Your objective:
Rewrite the records below, switching each "function" to "tool" and leaving every other word unchanged.
────────────────
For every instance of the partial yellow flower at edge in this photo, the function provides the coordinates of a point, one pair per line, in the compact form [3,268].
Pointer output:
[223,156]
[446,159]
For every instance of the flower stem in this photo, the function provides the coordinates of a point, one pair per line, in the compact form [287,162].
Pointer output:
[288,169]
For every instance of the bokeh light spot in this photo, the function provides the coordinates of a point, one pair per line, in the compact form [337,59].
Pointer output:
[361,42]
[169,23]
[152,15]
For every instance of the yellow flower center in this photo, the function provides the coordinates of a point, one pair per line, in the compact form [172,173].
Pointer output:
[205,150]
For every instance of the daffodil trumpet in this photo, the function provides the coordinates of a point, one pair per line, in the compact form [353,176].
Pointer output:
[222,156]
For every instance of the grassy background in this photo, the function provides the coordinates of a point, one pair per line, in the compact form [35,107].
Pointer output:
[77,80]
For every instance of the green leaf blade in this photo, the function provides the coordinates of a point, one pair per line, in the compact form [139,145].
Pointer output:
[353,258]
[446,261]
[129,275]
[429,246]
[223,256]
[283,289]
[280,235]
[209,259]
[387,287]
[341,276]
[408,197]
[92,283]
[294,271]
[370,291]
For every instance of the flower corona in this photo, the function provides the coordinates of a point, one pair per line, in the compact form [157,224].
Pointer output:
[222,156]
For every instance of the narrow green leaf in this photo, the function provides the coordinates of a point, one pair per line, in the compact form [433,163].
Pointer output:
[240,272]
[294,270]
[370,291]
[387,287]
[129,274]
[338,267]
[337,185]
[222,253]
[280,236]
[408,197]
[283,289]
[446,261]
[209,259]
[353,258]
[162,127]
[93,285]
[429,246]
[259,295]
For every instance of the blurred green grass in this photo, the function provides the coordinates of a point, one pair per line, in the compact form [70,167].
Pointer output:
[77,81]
────────────────
Task result:
For every instance of the partial yellow flower at edge in this photo, the tool provides the coordinates of a point, one pair per line, in the compact form [3,268].
Pointer output:
[223,156]
[446,159]
For every instance of the flower stem in this photo, the tool provides the coordinates of a point, one pair per line, in the compact form [287,162].
Pointer output:
[288,169]
For every instance of the bokeh light spot in this photo, the tool provides the coordinates of a point, one pair per line, in the compact form [337,59].
Pointer output:
[361,42]
[169,23]
[152,15]
For every instance of the yellow flower center in this photo, the tool provides the coordinates of a point, one pair per line, in the compact form [172,173].
Pointer output:
[205,150]
For every instance of the daffodil trumpet in this photo, the tool provides the coordinates of a point, one pair per line, in the compact form [353,176].
Pointer output:
[222,156]
For every instance of the grassy background in this photo, the tool provides the coordinates of a point, one pair per line, in the compact form [35,107].
Pointer output:
[77,80]
For every instance of the green leaf blade in this photo, the tool provides the coordinates of a point, one pair per line, in the compact form [139,145].
Pointer output:
[353,258]
[446,261]
[129,275]
[429,246]
[223,256]
[283,289]
[280,235]
[209,259]
[387,287]
[341,276]
[408,197]
[92,283]
[294,271]
[370,291]
For every instance of the flower corona in this photo, the tool provides the coordinates of a point, one pair per line, in the compact form [157,224].
Pointer output:
[222,156]
For every instance of the narrow green leaf in this photo, the tool provides the coordinates of a point, one pair per line, in the compact form [433,163].
Pointer output:
[240,272]
[294,270]
[370,291]
[387,287]
[129,274]
[338,267]
[337,185]
[222,253]
[280,236]
[408,197]
[283,289]
[446,261]
[209,259]
[353,258]
[162,127]
[93,285]
[429,246]
[259,295]
For every instance of the blurred green grass in this photo, the tool provides the coordinates of a point, one pair per line, in the compact form [70,167].
Pointer output:
[77,81]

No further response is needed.